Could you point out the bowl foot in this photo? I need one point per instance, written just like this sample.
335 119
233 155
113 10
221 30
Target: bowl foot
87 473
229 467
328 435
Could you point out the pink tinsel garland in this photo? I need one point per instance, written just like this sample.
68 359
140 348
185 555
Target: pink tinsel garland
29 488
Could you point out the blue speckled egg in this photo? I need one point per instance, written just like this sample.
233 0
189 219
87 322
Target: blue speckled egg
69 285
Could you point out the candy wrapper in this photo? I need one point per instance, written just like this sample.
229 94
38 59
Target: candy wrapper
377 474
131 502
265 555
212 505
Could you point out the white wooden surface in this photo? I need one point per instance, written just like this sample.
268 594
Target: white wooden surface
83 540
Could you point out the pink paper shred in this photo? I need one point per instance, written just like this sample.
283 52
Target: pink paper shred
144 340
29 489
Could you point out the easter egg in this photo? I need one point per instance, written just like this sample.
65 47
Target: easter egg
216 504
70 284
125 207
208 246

***

- [What you need to do]
Rewrite the listing from the line containing "Could you point out the blue" through the end of the listing, requests included. Increase every answer coordinate by 39, and leave the requests and their sample coordinates unchanged.

- [Answer to this problem]
Could you point out the blue speckled egg in this photo? I need one point per instance, written just like this sample.
233 0
189 219
87 322
Target: blue speckled egg
108 324
Could you point out the candy wrapper in this photo? I need one point per instance, written just like this sample.
229 94
38 59
Target: candy wrapper
416 513
170 541
304 594
251 544
Could you point out the white wooden surface in this photo? I need one point per instance, written just like this sample.
268 594
Target: white wooden surface
122 579
Could you point out the pink paper shred in this photo? I need one point per instance, written just like this sample.
283 52
Target: pink paper shred
183 379
68 528
Could you point out the easter egg in this photo? I need one point per instance, written just like this sample.
65 47
Target: easter egg
255 543
109 323
164 246
247 285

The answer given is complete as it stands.